** BEGIN Quoted passage **

1972 comic written and drawn by Francisco Ibañez

Los Diamantes de la Gran Duquesa (English: The Grand Duchess's Diamonds) is a 1972 comic written and drawn by Francisco Ibañez for the Mortadelo y Filemón (Mort & Phil) comic series.

== Publication history ==
The comic strip was first published in the Mortadelo magazine, issues #87 (July 17, 1972) to #97 (October 2, 1972). It was republished in issue #20 of the Ases del Humor Collection and issue #66 of Colección Olé in 1994.

== Plot ==
The Grand Duchess Tatialagueña comes to visit, and the T.I.A. entrusts Mortadelo and Filemon with the task of guarding the Duchess' personal treasure: Ten diamonds of enormous size. But as they arrive at the hotel, one of Mortadelo's usual mishaps with the diamonds piques the interest of the crook Vicente el Urraco, who promptly steals the invaluable gems.

** END Quoted passage **
** BEGIN Source material **

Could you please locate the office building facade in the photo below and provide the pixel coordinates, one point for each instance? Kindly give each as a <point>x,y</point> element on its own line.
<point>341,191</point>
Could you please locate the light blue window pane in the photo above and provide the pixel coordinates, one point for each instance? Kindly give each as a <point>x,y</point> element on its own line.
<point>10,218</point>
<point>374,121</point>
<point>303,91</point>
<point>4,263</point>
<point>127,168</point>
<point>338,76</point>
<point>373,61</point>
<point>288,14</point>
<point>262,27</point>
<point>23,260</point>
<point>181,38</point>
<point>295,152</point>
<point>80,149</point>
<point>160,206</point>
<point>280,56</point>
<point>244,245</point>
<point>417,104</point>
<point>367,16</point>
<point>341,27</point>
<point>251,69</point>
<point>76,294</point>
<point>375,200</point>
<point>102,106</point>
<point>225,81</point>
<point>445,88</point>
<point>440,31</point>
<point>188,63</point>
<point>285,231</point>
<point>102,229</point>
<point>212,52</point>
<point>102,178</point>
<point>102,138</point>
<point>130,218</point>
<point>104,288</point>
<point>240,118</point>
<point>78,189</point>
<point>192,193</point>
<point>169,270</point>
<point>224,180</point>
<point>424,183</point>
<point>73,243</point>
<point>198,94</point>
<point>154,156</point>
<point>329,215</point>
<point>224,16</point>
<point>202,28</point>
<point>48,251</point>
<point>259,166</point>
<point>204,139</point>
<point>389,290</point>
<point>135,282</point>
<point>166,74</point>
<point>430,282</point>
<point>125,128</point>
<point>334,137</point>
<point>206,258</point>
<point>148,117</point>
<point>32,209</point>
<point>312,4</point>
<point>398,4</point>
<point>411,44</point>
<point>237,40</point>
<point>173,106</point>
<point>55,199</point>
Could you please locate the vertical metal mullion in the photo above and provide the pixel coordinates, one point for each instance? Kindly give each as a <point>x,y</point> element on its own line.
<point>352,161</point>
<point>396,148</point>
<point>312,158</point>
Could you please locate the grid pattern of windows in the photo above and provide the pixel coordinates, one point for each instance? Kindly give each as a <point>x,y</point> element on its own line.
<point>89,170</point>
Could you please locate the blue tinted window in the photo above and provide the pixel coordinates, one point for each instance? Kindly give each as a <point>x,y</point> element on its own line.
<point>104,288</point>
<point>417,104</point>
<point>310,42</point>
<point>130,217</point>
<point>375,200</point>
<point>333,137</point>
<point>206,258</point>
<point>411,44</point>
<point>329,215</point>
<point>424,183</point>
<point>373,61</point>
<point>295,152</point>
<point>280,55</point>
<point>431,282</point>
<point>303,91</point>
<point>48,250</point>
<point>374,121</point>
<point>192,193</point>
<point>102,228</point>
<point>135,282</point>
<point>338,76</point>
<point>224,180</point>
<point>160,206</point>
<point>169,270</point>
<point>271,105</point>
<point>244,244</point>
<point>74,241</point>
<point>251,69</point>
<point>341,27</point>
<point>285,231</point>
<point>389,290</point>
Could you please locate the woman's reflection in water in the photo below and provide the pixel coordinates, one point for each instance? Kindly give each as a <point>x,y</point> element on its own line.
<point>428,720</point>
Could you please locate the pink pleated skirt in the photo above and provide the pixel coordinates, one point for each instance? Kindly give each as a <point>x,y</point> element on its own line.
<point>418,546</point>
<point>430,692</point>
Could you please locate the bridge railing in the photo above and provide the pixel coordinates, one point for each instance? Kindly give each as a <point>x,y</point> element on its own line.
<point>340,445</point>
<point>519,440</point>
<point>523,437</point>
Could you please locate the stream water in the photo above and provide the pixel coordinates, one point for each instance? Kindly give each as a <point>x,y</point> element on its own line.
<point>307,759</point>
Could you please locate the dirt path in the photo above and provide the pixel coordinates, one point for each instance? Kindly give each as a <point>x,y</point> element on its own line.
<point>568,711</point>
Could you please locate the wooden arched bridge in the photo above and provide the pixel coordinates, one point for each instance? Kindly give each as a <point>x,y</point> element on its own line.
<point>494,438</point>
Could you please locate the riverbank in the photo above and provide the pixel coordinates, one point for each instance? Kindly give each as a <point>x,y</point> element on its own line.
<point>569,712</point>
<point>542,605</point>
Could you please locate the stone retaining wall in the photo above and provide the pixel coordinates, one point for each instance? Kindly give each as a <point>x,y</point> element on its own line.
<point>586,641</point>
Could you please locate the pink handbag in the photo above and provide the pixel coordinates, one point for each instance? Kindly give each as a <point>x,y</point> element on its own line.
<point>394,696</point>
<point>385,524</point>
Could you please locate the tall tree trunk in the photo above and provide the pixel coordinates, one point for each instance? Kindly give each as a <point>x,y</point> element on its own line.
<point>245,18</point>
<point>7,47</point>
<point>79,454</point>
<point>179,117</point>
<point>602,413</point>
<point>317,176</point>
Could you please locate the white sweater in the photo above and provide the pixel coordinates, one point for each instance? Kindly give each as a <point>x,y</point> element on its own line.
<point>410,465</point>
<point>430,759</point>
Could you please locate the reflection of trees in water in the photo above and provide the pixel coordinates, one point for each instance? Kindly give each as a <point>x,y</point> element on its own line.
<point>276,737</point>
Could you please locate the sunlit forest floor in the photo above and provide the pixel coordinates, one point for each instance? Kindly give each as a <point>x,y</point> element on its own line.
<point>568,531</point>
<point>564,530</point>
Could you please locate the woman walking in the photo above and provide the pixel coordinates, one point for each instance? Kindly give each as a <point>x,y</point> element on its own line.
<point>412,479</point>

** END Source material **

* _Requirement 1_
Answer these questions about the comic summary, one answer per line, marked the same way:
(a) In which magazine issues was the comic first published?
(b) How many diamonds make up the Grand Duchess's personal treasure?
(c) Who steals the gems?
* _Requirement 2_
Collect every line of the entries that contains the string "blue".

* _Task answer 1_
(a) Issues #87 (July 17, 1972) to #97 (October 2, 1972) of the Mortadelo magazine.
(b) Ten.
(c) The crook Vicente el Urraco.

* _Task answer 2_
Could you please locate the light blue window pane in the photo above and provide the pixel coordinates, one point for each instance? Kindly give each as a <point>x,y</point> element on its own line.
Could you please locate the blue tinted window in the photo above and provide the pixel coordinates, one point for each instance? Kindly give each as a <point>x,y</point> element on its own line.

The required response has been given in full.